Repeat the entries that follow from start to finish, keeping every character.
Segment Start: SUPPLIED DATA
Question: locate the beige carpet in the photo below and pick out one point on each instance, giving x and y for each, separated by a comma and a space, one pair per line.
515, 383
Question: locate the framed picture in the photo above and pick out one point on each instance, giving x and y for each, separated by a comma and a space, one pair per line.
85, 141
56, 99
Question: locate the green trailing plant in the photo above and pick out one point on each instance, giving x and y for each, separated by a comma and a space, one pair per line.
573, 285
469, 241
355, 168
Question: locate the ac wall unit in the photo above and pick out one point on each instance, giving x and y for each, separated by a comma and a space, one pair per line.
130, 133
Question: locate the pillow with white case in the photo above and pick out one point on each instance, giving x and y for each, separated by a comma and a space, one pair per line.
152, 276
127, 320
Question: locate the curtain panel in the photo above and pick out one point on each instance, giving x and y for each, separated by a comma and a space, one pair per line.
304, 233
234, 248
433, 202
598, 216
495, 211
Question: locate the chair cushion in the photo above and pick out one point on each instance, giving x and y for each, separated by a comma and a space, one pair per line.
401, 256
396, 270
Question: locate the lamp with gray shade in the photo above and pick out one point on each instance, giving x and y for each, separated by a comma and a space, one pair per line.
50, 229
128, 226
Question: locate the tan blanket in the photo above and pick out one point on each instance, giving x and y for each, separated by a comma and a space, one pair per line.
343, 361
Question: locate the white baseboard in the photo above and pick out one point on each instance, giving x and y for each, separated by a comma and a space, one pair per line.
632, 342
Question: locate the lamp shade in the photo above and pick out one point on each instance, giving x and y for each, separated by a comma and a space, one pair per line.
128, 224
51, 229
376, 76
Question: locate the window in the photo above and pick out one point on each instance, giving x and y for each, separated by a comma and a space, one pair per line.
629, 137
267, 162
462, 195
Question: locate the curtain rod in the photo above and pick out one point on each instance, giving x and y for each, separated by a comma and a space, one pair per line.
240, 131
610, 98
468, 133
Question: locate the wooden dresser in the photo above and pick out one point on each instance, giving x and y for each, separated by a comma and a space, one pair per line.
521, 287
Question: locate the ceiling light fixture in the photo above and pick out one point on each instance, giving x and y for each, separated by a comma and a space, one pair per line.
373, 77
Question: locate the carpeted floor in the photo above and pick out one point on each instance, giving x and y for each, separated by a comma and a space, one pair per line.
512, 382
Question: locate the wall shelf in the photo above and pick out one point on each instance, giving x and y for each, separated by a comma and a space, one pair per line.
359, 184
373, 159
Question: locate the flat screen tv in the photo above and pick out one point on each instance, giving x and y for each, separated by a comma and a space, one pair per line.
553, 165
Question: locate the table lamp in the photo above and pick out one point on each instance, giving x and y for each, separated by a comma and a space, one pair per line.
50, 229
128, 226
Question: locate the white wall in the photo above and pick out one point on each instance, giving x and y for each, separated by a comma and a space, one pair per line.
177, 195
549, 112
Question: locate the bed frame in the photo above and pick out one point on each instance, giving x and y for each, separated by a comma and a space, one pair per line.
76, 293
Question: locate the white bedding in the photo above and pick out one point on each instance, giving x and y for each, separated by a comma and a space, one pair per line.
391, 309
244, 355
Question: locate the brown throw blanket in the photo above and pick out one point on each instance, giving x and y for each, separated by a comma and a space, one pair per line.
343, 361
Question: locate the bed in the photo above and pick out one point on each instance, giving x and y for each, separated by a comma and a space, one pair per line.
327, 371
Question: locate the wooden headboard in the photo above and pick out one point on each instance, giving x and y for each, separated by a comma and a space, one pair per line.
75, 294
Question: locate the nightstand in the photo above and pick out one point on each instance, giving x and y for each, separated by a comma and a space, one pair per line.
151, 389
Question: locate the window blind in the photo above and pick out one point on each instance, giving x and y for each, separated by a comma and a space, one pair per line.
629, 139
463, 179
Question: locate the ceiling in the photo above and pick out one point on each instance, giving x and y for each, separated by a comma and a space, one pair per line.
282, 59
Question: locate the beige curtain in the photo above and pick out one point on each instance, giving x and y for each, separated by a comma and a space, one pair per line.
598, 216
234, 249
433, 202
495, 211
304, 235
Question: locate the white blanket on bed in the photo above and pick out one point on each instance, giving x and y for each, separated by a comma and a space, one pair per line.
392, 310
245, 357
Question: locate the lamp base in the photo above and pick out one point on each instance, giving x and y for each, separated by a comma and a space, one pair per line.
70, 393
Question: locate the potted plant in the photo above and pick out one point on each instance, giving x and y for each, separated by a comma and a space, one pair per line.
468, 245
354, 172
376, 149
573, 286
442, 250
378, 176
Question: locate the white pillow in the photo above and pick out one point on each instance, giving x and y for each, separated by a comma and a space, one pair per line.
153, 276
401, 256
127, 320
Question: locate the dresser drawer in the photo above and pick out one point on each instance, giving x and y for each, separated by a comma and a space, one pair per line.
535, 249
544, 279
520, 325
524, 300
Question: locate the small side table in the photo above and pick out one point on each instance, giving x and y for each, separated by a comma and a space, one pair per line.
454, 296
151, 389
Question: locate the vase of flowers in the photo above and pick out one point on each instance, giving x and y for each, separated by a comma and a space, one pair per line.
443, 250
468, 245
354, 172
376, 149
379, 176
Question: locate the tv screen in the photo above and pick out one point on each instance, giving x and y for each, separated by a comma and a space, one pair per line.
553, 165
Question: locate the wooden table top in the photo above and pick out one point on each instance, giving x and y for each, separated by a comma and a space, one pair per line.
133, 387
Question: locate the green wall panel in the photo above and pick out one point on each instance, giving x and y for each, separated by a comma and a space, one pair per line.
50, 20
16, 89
Segment End: SUPPLIED DATA
**WRITTEN REPLY**
Question: locate the beige carpet in the photo below and pick out one point on each instance, giving x and y for each, separated by a comma and a space, one pair per line.
515, 383
Question: locate the framed picture in the photo above and pick out one point on each instance, giving x and y for each, separated by a comma and a space, one pair per line.
85, 141
56, 99
Question: locate the green trailing plant in the photo above and pick out one point on each instance, giving x and y for each, separated by a comma and a space, one pair per line.
573, 285
469, 241
355, 168
Question: locate the ac wall unit in the photo above and pick out one point on each instance, giving x and y for each, separated by a comma and a space, one pair per line.
130, 133
Question: locate the pillow with white case in the photo above and pick out one point on each instance, giving x and y for each, separated by a comma and a space, one pair per line.
152, 276
127, 320
Question: locate the curtain panel in the photo above and pick out one point on each instance, giving x and y for each, separated by a comma and a space, one pair per line.
304, 233
234, 248
433, 202
598, 216
495, 211
Question: locate the chair cushion in the photo above and pick out one point on each instance, giving x and y for each, separated by a comma and a space, one pair per line.
401, 256
396, 270
Question: locate the lamp with gray shade in the photo above and pick out one point on each instance, giving x and y for each, separated by a comma and a space, one pair per line.
50, 229
128, 226
Question: locate the tan blanket in the photo above and pick out one point on each instance, giving x and y for each, separated by a comma and a space, one pair per line.
343, 361
Question: locate the white baseboard in the photo above and pick out one point on each instance, giving x and y for each, separated by a comma and a space, one pair per line.
632, 342
Question: locate the lamp shade in the photo above and pick out one point on each instance, giving x and y for each, separated by a comma and a space, one pair per line.
128, 224
51, 229
376, 76
Question: locate the window in the photo above and pick out one point on each instance, giving x and y for each, separated by a comma and a space, one pair per line.
629, 137
267, 162
462, 195
Question: locate the curtain rod in the photo above and pick out one point on each instance, giving x and y for each, separated by a comma and a space, one pair per line.
240, 131
610, 98
468, 133
Question: locate the wooden dresser in the photo above and pick out one point on each instance, giving x and y for each, separated by a comma and a space, one pair per line.
521, 287
Question: locate the ceiling light fixture in the photo above and pick out one point on each instance, giving x and y for each, separated by a comma and a space, one pair per line.
373, 77
Question: locate the carpeted floor in the photo above and pick out one point on each instance, giving x and y for each, separated by a comma and a space, one pair per line.
512, 382
Question: locate the wall shelf in the photo above and pick out one point on each instance, giving x and y for each, separated by a comma and a space, one pair per line.
359, 184
373, 159
Question: locate the flat screen tv in the photo above and pick out one point on each instance, giving x and y for each, separated by a comma and a space, one pair per line.
553, 165
Question: locate the table lamp in the photo above and pick out one point on each instance, giving x and y for each, separated by a comma and a space, one pair per line.
50, 229
128, 226
Question: locate the white wall in the photo above and pick out one point on each instance, giving x and y for each, separated by a comma and a space, one pair per line.
177, 195
549, 112
Question: locate the bed frame in the photo above and pick out one point on each instance, giving x and y for each, separated by a comma and a space, one pair per line.
76, 293
Question: locate the white bedding in the photo above and pick out one point on each instance, giving x and y for each, separated by a comma and a space, one pair per line.
391, 309
244, 355
Question: locate the brown throw blanket in the photo above and pick out one point on each instance, giving x and y for each, separated by a comma and a space, one pair per line.
343, 361
Question: locate the bed in the photo above and pick out one point on each instance, giving x and y for each, separated by a comma and a space, one pair per line.
327, 371
Question: locate the wooden headboard in the photo above and pick out one point on each instance, giving x and y for each, separated by a comma and a space, one pair per line.
75, 294
Question: locate the nightstand in the photo above and pick out one point on each instance, giving x and y for each, separated by a comma and a space, one pair per line.
151, 389
Question: locate the window blind in the photo above and pick out one point on each instance, giving x and y for each, separated by a comma and a space, one pair per line.
629, 139
463, 179
Question: locate the ceiling in the photo above and pick out one point on each instance, giving x and y for each, separated by a comma and a space, one pair per line.
282, 59
Question: locate the beige curtain in the photo above and pick out one point on each instance, giving x and y for each, separated by a comma and a space, one pair per line.
598, 216
234, 249
433, 202
495, 211
304, 235
Question: locate the white blanket on bed in the photo above and pick out one point on each instance, giving x and y for each, separated by a comma and a space, one pair per line.
392, 310
245, 357
Question: locate the lamp base in the photo above and pick out one point on each instance, giving x and y for each, separated by a comma and a space, one pair per line.
70, 393
Question: locate the potted plant in the photo above and pick out one point on each instance, giving x and y for each, separated by a comma and a space, one pair per line.
468, 245
354, 172
376, 149
573, 286
442, 250
378, 176
Question: locate the white pillow in the photo above and pick out one point on each instance, giving x and y for each, separated by a comma and a space, one pair per line.
153, 276
401, 256
127, 320
Question: locate the dresser drawer in the photo above and pick out one point on each instance, giving x and y for each, separated by a comma and a space, one pair per line.
535, 249
544, 279
520, 325
524, 300
Question: locate the small side table in the photo above and pick out one point on each instance, giving x and y for each, separated by a comma and a space, one pair per line.
454, 296
151, 389
Question: locate the vase of flowers in the photo above and pick out one point on each instance, giving x and y for each, separated by a comma and a space, one pair per line.
443, 250
468, 245
354, 172
376, 149
379, 176
Question: locate the tv screen in the photo above and pick out one point on each instance, giving x and y for each, separated by a comma and a space, one pair per line.
553, 165
Question: locate the wooden table top in the photo above and pick out one point on each instance, giving x and y for each, separated by a comma and a space, one pair per line.
133, 387
Question: locate the green wall panel in the photo above and pick out one point on each instance, giving x and y for each, separated by a comma and a space, one pair per line.
50, 20
16, 89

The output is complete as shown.